What is expected:
It would help if you retyped the data exactly, leaving out the pictures.

Collected data:
►

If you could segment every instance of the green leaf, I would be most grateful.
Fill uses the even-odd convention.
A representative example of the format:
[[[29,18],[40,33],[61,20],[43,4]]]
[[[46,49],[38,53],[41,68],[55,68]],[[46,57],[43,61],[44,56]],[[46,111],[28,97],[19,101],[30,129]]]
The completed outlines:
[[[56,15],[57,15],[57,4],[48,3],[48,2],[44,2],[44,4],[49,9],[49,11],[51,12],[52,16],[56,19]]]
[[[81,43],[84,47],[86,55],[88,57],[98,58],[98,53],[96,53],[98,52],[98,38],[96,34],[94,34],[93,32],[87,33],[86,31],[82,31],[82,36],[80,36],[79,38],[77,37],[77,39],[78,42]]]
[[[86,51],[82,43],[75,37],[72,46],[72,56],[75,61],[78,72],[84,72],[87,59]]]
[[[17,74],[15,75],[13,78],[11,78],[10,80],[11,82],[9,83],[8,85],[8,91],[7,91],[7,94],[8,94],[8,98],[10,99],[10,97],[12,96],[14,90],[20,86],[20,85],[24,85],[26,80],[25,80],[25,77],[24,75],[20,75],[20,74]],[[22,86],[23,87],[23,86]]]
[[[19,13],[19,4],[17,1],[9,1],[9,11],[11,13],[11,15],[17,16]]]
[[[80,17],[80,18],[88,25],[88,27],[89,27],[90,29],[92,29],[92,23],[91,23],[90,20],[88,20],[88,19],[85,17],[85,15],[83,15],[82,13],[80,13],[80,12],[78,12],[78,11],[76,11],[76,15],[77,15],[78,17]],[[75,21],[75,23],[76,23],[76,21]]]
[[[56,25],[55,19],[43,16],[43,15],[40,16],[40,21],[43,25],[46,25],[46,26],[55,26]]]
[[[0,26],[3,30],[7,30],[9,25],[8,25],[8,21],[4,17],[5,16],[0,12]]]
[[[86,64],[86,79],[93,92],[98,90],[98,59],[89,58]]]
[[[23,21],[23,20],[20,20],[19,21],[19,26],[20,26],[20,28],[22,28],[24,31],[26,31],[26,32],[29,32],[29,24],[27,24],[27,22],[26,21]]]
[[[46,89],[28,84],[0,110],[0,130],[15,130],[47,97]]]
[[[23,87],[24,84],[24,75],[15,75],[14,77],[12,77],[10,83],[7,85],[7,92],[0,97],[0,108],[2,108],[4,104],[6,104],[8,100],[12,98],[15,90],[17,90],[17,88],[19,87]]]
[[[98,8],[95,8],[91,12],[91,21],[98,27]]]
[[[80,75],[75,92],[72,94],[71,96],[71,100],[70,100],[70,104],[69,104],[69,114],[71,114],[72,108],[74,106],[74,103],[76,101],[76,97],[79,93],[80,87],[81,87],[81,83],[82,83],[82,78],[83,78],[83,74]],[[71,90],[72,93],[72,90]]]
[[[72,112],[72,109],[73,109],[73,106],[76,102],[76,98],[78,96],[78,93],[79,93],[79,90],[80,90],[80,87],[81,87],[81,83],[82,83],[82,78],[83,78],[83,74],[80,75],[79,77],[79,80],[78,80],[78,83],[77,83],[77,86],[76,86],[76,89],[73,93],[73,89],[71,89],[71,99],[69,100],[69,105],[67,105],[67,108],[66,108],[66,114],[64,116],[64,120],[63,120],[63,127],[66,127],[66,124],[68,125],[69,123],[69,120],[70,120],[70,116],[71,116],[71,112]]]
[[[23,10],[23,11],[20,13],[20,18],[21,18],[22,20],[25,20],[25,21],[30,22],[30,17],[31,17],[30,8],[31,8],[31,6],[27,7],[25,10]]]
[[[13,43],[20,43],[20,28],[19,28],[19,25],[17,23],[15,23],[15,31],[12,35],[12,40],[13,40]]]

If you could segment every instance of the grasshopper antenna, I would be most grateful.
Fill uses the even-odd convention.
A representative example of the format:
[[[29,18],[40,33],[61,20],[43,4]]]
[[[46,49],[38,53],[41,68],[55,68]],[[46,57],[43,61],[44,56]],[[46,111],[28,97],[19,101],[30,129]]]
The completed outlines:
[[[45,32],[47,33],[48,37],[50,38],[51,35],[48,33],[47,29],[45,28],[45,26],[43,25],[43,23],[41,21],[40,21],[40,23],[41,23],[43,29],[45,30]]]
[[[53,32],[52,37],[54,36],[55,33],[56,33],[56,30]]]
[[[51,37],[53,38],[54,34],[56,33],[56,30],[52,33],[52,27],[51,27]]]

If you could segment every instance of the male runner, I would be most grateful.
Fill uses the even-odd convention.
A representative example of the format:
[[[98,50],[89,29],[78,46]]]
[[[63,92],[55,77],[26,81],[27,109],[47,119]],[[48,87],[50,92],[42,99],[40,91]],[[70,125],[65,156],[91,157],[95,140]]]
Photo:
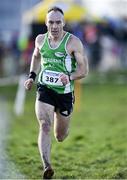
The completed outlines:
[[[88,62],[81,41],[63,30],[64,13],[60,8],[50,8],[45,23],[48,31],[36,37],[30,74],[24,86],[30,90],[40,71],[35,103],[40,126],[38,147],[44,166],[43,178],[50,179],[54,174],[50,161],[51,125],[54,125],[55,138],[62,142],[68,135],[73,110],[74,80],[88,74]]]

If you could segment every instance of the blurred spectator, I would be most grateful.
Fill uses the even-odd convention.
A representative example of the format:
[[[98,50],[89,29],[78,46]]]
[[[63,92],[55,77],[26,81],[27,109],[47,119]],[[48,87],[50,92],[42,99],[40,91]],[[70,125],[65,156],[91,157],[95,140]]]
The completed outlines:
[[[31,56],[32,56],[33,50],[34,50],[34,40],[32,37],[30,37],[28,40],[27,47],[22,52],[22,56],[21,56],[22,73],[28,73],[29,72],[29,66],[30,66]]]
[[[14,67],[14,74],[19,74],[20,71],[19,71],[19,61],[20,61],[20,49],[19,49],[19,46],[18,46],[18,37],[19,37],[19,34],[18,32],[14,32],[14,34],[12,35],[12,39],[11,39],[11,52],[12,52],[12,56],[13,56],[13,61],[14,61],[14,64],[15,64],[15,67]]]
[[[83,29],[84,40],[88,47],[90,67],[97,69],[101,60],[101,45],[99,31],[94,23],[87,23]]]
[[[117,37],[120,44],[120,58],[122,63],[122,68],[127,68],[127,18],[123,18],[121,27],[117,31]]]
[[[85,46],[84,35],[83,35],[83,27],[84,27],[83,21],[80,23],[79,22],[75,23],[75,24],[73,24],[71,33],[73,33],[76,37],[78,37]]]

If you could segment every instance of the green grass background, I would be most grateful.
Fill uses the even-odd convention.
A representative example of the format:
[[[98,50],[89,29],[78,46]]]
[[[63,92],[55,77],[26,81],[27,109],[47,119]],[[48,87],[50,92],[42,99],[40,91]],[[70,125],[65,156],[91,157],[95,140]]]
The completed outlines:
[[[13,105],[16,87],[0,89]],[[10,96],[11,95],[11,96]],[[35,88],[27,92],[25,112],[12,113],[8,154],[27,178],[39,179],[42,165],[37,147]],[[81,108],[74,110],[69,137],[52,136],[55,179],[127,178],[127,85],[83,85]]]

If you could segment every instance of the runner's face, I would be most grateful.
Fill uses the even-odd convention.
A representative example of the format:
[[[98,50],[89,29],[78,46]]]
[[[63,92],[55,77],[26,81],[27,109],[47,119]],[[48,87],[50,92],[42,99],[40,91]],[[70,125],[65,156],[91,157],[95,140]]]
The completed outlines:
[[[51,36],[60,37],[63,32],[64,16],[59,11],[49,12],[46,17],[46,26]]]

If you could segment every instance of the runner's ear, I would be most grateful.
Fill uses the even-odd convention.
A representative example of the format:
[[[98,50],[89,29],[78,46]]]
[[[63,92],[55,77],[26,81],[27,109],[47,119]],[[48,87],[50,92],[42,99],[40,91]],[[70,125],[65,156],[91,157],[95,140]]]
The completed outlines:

◄

Exercise response:
If you could segment every instance of the green leaf, I would be most grateful.
Fill uses the even-odd convention.
A representative example of the format:
[[[29,18],[40,33],[61,20],[43,4]]]
[[[46,49],[38,53],[41,68],[55,68]],[[46,57],[43,61],[44,56]],[[46,111],[28,97],[19,101],[30,129]]]
The completed outlines:
[[[56,15],[57,15],[57,4],[48,3],[48,2],[44,2],[44,4],[49,9],[49,11],[51,12],[52,16],[56,19]]]
[[[81,43],[84,47],[86,55],[88,57],[98,58],[98,53],[96,53],[98,52],[98,38],[96,34],[94,34],[93,32],[87,33],[86,31],[82,31],[82,36],[80,36],[79,38],[77,37],[77,39],[78,42]]]
[[[86,51],[82,43],[75,37],[72,46],[72,56],[75,61],[78,72],[84,72],[87,59]]]
[[[17,74],[15,75],[13,78],[11,78],[10,80],[11,82],[9,83],[8,85],[8,91],[7,91],[7,94],[8,94],[8,98],[10,99],[10,97],[12,96],[14,90],[20,86],[20,85],[24,85],[26,80],[25,80],[25,77],[24,75],[20,75],[20,74]],[[22,86],[23,87],[23,86]]]
[[[19,13],[19,4],[17,1],[9,1],[9,11],[11,13],[11,15],[17,16]]]
[[[80,17],[80,18],[88,25],[88,27],[89,27],[90,29],[92,29],[92,23],[91,23],[90,20],[88,20],[88,19],[85,17],[85,15],[83,15],[82,13],[80,13],[80,12],[78,12],[78,11],[76,11],[76,15],[77,15],[78,17]],[[75,21],[75,23],[76,23],[76,21]]]
[[[56,25],[55,19],[43,16],[43,15],[40,16],[40,21],[43,25],[46,25],[46,26],[55,26]]]
[[[0,26],[3,30],[7,30],[9,25],[8,25],[8,21],[4,17],[5,16],[0,12]]]
[[[86,64],[86,79],[93,92],[98,90],[98,59],[89,58]]]
[[[23,21],[23,20],[20,20],[19,21],[19,26],[20,26],[20,28],[22,28],[24,31],[26,31],[26,32],[29,32],[29,24],[27,24],[27,22],[26,21]]]
[[[46,89],[28,84],[0,110],[0,130],[15,130],[47,97]]]
[[[23,87],[24,84],[24,75],[15,75],[14,77],[12,77],[10,83],[7,85],[7,92],[0,97],[0,108],[2,108],[4,104],[6,104],[8,100],[12,98],[15,90],[17,90],[17,88],[19,87]]]
[[[98,8],[95,8],[91,12],[91,21],[98,27]]]
[[[80,75],[75,92],[72,94],[71,96],[71,100],[70,100],[70,104],[69,104],[69,114],[71,114],[72,108],[74,106],[74,103],[76,101],[76,97],[79,93],[80,87],[81,87],[81,83],[82,83],[82,78],[83,78],[83,74]],[[71,90],[72,93],[72,90]]]
[[[72,112],[72,109],[73,109],[73,106],[76,102],[76,98],[78,96],[78,93],[79,93],[79,90],[80,90],[80,87],[81,87],[81,83],[82,83],[82,78],[83,78],[83,74],[80,75],[79,77],[79,80],[78,80],[78,83],[77,83],[77,86],[76,86],[76,89],[73,93],[73,89],[71,89],[71,99],[69,100],[69,105],[67,105],[67,108],[66,108],[66,114],[64,116],[64,120],[63,120],[63,127],[66,127],[66,124],[68,125],[69,123],[69,120],[70,120],[70,116],[71,116],[71,112]]]
[[[23,10],[23,11],[20,13],[20,18],[21,18],[22,20],[25,20],[25,21],[30,22],[30,17],[31,17],[30,8],[31,8],[31,6],[27,7],[25,10]]]
[[[13,43],[20,43],[20,28],[19,28],[19,25],[17,23],[15,23],[15,31],[12,35],[12,40],[13,40]]]

If you could segment every instance of the grasshopper antenna, I would be most grateful.
Fill uses the even-odd convention.
A representative example of the format:
[[[29,18],[40,33],[61,20],[43,4]]]
[[[46,49],[38,53],[41,68],[55,68]],[[46,57],[43,61],[44,56]],[[46,111],[28,97],[19,101],[30,129]]]
The completed outlines:
[[[45,32],[47,33],[48,37],[50,38],[51,35],[48,33],[47,29],[45,28],[45,26],[43,25],[43,23],[41,21],[40,21],[40,23],[41,23],[43,29],[45,30]]]
[[[53,32],[52,37],[54,36],[55,33],[56,33],[56,30]]]
[[[51,37],[53,38],[54,34],[56,33],[56,30],[52,33],[52,27],[51,27]]]

If you could segment every instance of the male runner, I would be most grateful.
Fill uses the even-odd convention.
A representative example of the format:
[[[98,50],[89,29],[78,46]]]
[[[63,92],[55,77],[26,81],[27,109],[47,119]],[[48,87],[50,92],[42,99],[40,91]],[[70,125],[65,156],[91,157],[95,140]]]
Photo:
The completed outlines:
[[[88,62],[81,41],[63,30],[64,13],[60,8],[50,8],[45,23],[48,31],[36,37],[30,74],[24,86],[30,90],[40,71],[35,103],[40,126],[38,147],[44,166],[43,178],[50,179],[54,174],[50,161],[51,125],[54,125],[55,138],[62,142],[68,135],[73,110],[74,80],[88,74]]]

If you could segment every instance of the blurred spectator, I would be most grateful.
Fill uses the even-odd convention.
A representative example of the format:
[[[98,50],[89,29],[78,46]]]
[[[63,92],[55,77],[26,81],[27,109],[47,119]],[[48,87],[50,92],[42,99],[40,91]],[[70,125],[65,156],[91,157],[95,140]]]
The completed outlines:
[[[31,56],[32,56],[33,50],[34,50],[34,40],[32,37],[30,37],[28,40],[27,47],[22,52],[22,56],[21,56],[22,73],[28,73],[29,72],[29,66],[30,66]]]
[[[14,67],[14,74],[19,74],[20,71],[19,71],[19,61],[20,61],[20,49],[19,49],[19,46],[18,46],[18,37],[19,37],[19,34],[18,32],[14,32],[14,34],[12,35],[12,39],[11,39],[11,52],[12,52],[12,56],[13,56],[13,61],[14,61],[14,64],[15,64],[15,67]]]
[[[83,29],[84,40],[88,47],[90,67],[97,69],[101,60],[101,45],[99,31],[94,23],[87,23]]]
[[[117,37],[120,44],[120,58],[122,63],[122,68],[127,68],[127,18],[123,18],[121,27],[117,31]]]
[[[85,46],[84,35],[83,35],[83,27],[84,27],[83,21],[80,23],[79,22],[75,23],[75,24],[73,24],[71,33],[73,33],[76,37],[78,37]]]

If you could segment every instance of the green grass background, I would be most grateful.
Fill uses the even-odd convention.
A representative example of the format:
[[[98,50],[89,29],[78,46]]]
[[[63,92],[55,77],[26,81],[27,109],[47,119]],[[48,87],[50,92],[42,99],[40,91]],[[70,125],[65,156],[91,157],[95,140]]]
The completed outlines:
[[[13,105],[16,87],[0,89]],[[10,96],[11,95],[11,96]],[[35,88],[27,92],[25,112],[12,113],[8,154],[27,178],[39,179],[42,165],[37,147]],[[81,108],[74,110],[69,137],[52,136],[55,179],[127,178],[127,85],[83,85]]]

If you could segment every instance of the runner's face, I would be most grateful.
Fill uses the even-odd convention.
A representative example of the format:
[[[98,50],[89,29],[78,46]]]
[[[63,92],[55,77],[26,81],[27,109],[47,119]],[[48,87],[50,92],[42,99],[40,91]],[[70,125],[65,156],[91,157],[95,140]]]
The completed outlines:
[[[51,36],[60,37],[63,32],[64,16],[59,11],[49,12],[46,17],[46,26]]]

If you could segment every instance of the runner's ear, I would be most grateful.
Fill uses the even-odd convention.
A representative example of the format:
[[[98,50],[89,29],[78,46]]]
[[[63,92],[55,77],[26,81],[27,109],[47,119]],[[48,87],[50,92],[42,99],[40,91]],[[70,125],[65,156],[91,157],[95,140]]]
The completed outlines:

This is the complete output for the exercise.